#### Task to complete
Pull out each line in the records below that contains the word "hillside", and copy it in full. Case counts.

#### Data provided
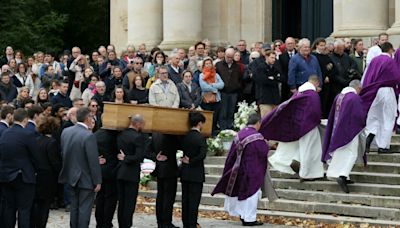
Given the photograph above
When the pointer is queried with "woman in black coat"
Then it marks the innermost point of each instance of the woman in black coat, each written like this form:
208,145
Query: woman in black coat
48,168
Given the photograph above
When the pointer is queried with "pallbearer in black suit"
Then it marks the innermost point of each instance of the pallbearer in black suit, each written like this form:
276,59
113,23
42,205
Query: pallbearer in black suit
194,148
131,144
6,115
106,199
48,168
17,170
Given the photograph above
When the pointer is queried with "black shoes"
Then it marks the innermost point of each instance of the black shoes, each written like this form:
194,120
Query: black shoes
383,151
255,223
343,184
369,140
295,166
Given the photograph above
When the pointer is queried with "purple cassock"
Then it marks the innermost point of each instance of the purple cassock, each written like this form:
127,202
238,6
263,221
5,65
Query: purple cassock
245,165
346,120
383,71
294,118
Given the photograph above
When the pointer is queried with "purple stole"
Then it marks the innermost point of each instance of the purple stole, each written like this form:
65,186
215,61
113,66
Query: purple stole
241,145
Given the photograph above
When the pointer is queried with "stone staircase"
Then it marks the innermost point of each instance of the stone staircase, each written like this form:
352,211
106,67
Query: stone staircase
373,199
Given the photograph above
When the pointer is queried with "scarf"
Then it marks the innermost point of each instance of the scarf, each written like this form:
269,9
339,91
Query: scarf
209,75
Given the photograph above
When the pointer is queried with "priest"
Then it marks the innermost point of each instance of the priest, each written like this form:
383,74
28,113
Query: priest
344,138
379,94
244,172
294,124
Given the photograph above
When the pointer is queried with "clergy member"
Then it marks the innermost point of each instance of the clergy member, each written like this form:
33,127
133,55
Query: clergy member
243,176
344,135
294,124
379,96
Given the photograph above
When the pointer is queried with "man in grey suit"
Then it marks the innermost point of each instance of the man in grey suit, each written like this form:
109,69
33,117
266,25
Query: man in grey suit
81,168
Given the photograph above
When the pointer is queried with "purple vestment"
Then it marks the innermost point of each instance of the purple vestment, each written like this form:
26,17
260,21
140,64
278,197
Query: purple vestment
383,71
294,118
250,167
346,120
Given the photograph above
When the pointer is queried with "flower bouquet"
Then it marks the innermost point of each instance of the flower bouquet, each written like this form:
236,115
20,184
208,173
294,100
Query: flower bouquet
242,115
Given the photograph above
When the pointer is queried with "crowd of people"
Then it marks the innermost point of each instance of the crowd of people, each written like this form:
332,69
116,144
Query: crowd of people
53,152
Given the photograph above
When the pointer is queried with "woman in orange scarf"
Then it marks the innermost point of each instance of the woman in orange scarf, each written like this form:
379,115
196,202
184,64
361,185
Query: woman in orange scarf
210,84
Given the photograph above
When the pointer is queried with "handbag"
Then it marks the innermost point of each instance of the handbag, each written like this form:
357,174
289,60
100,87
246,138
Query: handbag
209,97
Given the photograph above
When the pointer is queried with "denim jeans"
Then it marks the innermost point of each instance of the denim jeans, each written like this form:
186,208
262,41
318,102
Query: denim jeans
228,104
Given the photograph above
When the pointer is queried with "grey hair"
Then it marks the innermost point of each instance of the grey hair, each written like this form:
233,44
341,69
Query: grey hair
355,84
338,42
253,118
137,118
303,42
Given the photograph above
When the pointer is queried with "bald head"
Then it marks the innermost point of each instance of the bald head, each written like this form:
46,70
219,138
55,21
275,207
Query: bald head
71,114
137,122
229,53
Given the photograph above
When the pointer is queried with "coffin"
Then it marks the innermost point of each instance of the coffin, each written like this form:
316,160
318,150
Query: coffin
164,120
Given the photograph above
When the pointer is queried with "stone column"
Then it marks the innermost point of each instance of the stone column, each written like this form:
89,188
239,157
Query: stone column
145,22
365,18
119,24
182,23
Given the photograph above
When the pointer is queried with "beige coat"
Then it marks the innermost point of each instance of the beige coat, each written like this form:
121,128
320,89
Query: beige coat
157,96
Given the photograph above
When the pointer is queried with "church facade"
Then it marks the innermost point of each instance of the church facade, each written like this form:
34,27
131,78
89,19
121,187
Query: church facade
180,23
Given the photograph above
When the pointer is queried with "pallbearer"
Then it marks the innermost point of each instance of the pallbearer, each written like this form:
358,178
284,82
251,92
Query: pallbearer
380,89
344,135
294,124
243,176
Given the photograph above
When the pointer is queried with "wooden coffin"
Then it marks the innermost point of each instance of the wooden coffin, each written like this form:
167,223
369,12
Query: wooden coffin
165,120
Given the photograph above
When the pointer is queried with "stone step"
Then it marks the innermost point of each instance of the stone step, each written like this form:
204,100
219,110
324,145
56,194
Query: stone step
358,177
334,219
305,206
372,157
372,167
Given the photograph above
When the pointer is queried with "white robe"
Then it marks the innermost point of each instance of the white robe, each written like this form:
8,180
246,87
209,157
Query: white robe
307,150
382,116
344,158
246,209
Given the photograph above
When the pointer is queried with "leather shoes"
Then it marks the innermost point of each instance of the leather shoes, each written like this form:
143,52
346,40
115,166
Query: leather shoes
295,166
343,184
369,140
255,223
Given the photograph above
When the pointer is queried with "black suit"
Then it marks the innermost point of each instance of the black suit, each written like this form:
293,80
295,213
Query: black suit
167,174
284,59
3,127
106,199
194,146
17,173
133,144
48,167
81,171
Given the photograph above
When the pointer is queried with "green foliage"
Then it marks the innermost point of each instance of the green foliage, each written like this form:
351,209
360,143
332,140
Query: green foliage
30,25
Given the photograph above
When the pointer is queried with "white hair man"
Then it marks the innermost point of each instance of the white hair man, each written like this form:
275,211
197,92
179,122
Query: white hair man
302,66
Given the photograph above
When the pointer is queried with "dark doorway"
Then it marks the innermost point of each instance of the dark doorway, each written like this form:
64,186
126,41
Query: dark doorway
302,18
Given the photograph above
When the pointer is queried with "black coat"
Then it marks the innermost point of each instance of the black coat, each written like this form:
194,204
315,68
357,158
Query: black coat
17,154
344,71
133,144
266,80
48,167
108,148
284,59
195,147
168,144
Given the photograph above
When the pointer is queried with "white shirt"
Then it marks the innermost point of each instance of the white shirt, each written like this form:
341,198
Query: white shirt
307,86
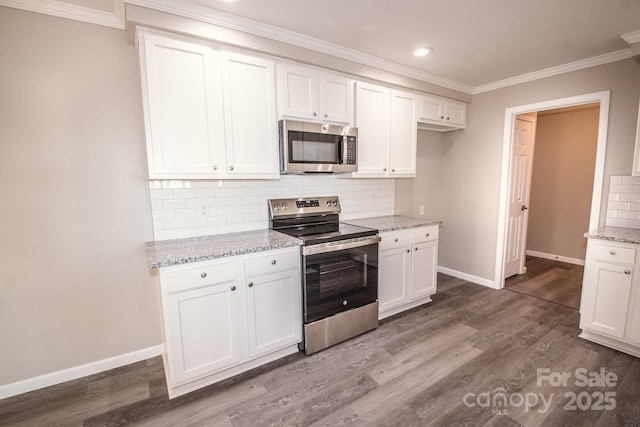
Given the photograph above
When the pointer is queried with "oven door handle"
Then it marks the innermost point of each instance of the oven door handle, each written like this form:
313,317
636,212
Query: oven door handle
333,247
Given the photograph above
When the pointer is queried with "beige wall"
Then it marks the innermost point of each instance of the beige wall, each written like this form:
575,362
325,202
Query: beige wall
74,286
425,188
562,182
472,162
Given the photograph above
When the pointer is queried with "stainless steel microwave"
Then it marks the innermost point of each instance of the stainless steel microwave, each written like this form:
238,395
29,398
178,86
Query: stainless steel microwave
307,147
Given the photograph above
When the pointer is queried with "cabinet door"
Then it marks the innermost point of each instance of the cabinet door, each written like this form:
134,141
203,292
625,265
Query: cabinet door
298,92
274,311
424,266
394,272
372,120
403,134
455,113
336,98
605,298
634,327
431,108
182,99
203,331
250,116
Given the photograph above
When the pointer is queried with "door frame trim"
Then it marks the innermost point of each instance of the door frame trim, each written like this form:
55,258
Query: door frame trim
603,99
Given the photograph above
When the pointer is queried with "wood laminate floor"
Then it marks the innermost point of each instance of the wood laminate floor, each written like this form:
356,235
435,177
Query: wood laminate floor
474,356
553,281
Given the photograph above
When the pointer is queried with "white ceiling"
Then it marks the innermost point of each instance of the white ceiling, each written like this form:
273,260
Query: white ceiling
475,42
478,44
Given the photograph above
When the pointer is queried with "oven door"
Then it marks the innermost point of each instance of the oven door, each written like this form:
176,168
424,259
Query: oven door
339,276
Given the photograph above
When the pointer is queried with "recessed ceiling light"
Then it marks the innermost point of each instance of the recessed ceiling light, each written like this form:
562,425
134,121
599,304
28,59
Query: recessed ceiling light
423,51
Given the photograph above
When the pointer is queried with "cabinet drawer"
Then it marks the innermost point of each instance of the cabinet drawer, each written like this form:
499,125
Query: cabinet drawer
271,262
424,235
392,241
612,253
182,278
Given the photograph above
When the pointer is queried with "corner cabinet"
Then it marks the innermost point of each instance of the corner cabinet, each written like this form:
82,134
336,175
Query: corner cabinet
227,316
441,114
610,302
209,114
387,132
314,95
408,261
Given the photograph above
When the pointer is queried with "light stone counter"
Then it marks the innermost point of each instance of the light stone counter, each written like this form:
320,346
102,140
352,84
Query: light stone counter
181,251
392,222
615,234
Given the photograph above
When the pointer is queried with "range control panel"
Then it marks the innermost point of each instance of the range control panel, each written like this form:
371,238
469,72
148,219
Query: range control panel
296,207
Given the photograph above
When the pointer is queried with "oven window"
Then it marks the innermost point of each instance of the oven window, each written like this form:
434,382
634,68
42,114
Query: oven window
339,281
313,148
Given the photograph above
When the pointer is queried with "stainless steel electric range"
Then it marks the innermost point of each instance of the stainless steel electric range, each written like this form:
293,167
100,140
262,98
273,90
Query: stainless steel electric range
339,269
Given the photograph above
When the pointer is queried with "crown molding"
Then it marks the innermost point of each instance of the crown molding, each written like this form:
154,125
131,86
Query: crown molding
226,20
554,71
113,19
631,38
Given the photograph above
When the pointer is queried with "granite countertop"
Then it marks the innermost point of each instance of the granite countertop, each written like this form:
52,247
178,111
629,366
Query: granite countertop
181,251
392,222
615,234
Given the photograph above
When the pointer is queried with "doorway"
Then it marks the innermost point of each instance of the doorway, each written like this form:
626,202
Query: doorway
600,98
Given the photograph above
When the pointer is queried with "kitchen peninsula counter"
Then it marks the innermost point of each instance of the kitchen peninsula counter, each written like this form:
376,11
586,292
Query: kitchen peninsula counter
615,234
389,223
165,253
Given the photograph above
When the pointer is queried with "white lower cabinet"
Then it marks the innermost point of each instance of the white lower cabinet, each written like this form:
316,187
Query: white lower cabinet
224,317
407,269
610,303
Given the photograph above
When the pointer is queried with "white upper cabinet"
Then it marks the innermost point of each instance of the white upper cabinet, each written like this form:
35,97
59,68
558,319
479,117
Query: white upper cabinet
372,120
314,95
403,132
208,114
387,132
250,115
441,114
182,96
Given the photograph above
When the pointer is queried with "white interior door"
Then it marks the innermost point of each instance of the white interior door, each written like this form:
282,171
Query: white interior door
519,186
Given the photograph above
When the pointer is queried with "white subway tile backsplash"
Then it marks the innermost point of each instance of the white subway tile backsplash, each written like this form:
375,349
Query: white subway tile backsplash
623,208
186,208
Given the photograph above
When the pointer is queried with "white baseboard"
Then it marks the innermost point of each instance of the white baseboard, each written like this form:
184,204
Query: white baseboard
554,257
468,277
58,377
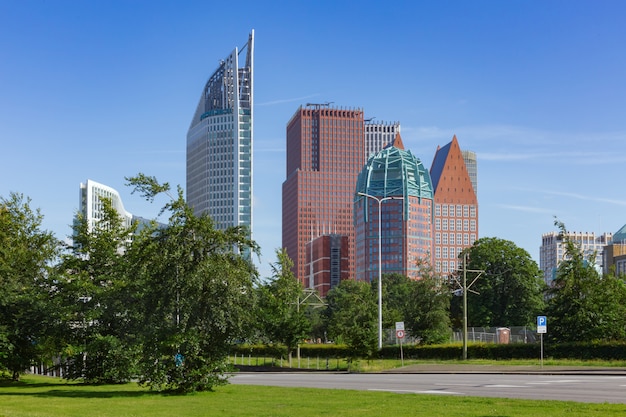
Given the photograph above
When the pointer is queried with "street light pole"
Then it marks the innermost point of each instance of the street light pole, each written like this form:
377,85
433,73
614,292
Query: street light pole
380,264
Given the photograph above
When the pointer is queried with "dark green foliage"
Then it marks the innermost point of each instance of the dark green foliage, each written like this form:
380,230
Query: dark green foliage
26,252
194,292
281,308
92,296
583,305
510,290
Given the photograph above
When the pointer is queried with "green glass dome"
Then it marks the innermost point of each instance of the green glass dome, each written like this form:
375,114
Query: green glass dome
394,172
620,235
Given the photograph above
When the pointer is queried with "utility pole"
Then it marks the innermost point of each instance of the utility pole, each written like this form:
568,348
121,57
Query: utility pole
465,288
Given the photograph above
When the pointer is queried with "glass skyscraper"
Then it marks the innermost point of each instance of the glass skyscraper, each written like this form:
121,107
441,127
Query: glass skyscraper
219,143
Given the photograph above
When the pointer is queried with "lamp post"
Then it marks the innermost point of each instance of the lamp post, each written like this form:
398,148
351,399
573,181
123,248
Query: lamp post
380,264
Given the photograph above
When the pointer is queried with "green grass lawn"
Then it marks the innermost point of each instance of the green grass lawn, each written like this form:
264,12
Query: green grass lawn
37,396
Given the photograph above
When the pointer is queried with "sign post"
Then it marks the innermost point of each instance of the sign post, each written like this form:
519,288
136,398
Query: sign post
400,335
542,327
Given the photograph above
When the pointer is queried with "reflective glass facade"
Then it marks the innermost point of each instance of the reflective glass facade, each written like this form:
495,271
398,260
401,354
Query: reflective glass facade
394,187
219,143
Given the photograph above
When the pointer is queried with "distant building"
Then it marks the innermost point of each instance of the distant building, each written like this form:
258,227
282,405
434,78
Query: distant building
614,254
395,182
90,205
325,152
456,207
327,262
219,143
552,250
378,135
472,168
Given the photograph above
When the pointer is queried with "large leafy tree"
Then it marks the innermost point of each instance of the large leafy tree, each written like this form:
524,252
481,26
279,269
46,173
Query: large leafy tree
26,253
584,305
281,305
428,308
509,291
352,317
396,293
195,294
91,293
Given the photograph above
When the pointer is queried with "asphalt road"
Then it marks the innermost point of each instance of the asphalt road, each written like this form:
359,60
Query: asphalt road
581,388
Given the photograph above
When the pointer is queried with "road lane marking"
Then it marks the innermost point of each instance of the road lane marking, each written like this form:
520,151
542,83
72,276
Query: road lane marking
417,392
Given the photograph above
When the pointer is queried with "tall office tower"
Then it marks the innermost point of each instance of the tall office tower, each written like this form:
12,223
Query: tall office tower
378,135
90,203
393,211
614,254
219,143
472,168
456,207
552,250
325,152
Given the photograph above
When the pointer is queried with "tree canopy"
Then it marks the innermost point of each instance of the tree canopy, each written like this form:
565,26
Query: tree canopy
26,255
510,290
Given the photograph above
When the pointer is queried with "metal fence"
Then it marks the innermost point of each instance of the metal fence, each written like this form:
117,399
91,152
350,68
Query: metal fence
498,335
516,334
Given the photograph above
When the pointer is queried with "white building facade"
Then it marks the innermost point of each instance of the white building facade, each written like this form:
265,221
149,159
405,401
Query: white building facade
552,250
90,203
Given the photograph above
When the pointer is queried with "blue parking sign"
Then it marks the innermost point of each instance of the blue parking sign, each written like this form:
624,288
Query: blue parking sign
542,324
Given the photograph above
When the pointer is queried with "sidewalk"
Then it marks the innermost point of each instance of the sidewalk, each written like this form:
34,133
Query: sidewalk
507,369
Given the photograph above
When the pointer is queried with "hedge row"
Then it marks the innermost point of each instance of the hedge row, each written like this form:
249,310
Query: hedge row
581,351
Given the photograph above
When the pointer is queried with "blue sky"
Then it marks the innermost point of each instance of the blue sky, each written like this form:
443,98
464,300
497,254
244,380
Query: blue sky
107,89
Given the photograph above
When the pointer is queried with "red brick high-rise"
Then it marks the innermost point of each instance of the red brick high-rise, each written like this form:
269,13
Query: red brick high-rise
456,207
325,153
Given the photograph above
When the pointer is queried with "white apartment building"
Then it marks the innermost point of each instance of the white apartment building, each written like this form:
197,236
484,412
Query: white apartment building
552,250
90,203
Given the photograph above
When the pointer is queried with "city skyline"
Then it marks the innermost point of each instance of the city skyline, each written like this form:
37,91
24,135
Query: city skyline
535,89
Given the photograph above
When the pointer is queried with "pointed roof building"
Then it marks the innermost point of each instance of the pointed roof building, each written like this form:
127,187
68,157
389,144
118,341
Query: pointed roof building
456,207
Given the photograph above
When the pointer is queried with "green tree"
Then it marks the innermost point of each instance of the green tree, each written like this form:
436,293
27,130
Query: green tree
510,290
195,298
428,308
352,317
26,253
91,293
396,293
283,316
583,305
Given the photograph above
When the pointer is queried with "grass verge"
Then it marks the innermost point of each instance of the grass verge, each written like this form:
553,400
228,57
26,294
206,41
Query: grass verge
50,397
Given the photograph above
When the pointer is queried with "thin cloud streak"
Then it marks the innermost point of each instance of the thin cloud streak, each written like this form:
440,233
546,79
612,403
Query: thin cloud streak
582,197
526,209
286,100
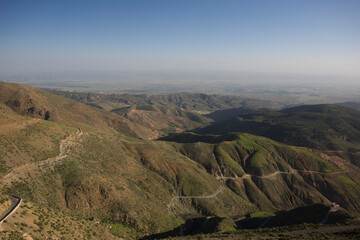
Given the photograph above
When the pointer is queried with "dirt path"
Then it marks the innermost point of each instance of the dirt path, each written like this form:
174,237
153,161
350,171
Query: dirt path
20,171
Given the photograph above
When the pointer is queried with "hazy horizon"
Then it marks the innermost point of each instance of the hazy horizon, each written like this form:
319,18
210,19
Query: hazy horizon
303,38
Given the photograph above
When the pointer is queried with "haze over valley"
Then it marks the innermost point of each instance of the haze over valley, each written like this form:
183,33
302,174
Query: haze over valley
179,120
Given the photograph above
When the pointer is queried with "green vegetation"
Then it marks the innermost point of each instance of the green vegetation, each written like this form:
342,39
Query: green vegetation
261,214
315,126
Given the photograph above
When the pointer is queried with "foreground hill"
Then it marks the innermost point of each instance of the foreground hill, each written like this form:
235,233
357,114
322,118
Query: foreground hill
327,127
110,180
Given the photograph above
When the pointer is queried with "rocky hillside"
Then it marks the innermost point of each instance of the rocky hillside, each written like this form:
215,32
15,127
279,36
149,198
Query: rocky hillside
326,127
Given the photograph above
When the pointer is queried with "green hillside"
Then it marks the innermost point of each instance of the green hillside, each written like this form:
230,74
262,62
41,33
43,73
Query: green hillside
326,127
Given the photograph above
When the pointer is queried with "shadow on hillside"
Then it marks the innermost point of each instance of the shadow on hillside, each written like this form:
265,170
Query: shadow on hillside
190,227
188,137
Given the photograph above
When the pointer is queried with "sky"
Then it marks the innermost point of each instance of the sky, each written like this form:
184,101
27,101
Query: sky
320,37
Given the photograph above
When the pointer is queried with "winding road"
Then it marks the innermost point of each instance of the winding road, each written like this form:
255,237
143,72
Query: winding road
17,171
16,201
244,176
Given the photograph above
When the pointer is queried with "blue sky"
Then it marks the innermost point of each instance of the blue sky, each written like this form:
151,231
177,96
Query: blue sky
307,37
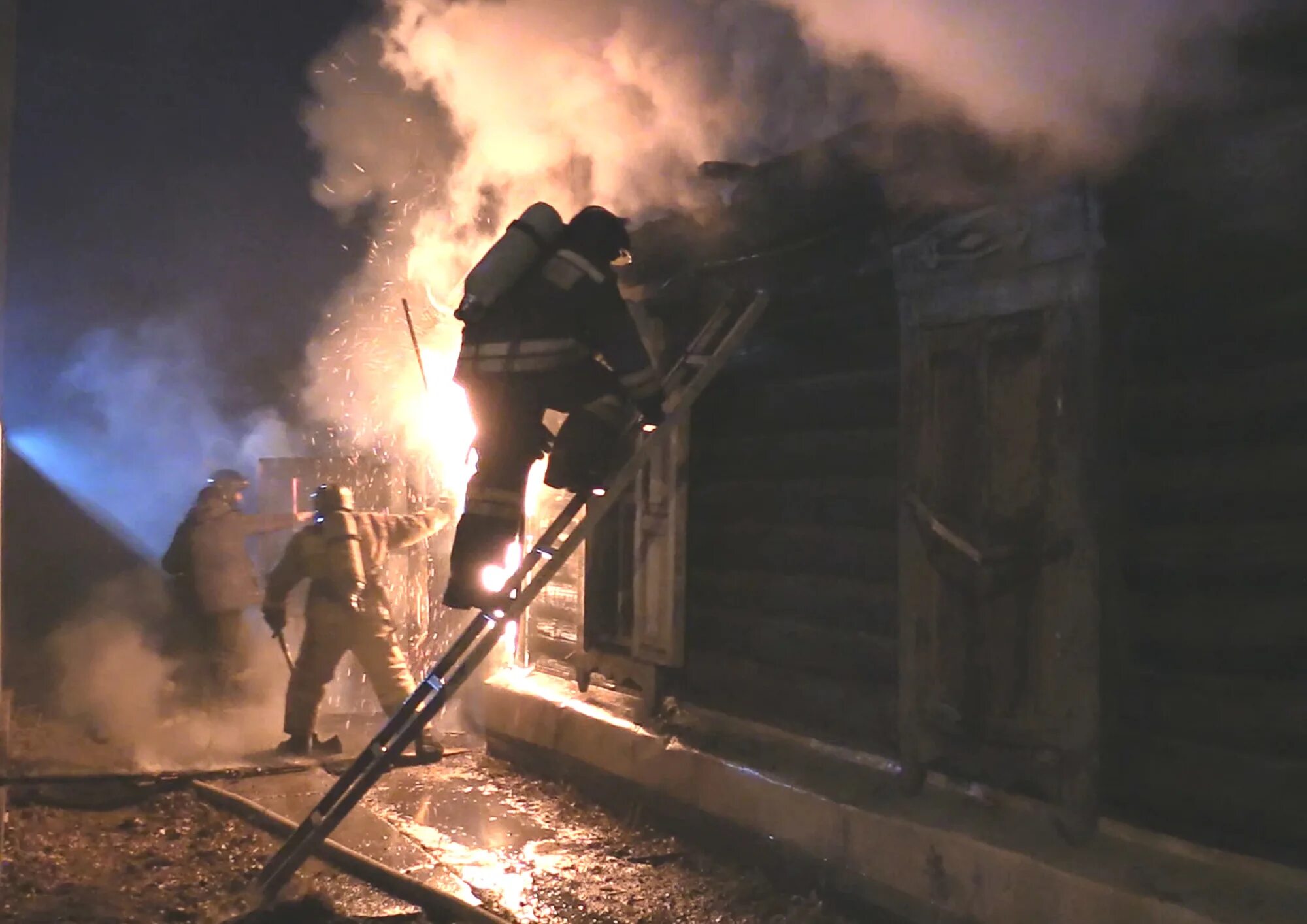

#### In response
When the pointer is queried with "rocky hillside"
Then it marks the innermost point of each instance of the rocky hillside, each written like this form:
Query: rocky hillside
When the pointer is queried with "green hillside"
Then it marks the innermost point of each instance of the green hillside, each written like this form:
Query: green hillside
When the pointer is queried with "shadow on hillside"
Then it marks the innermost point of each instance of the shadow on hillside, each written like this form:
Query: shadow on hillside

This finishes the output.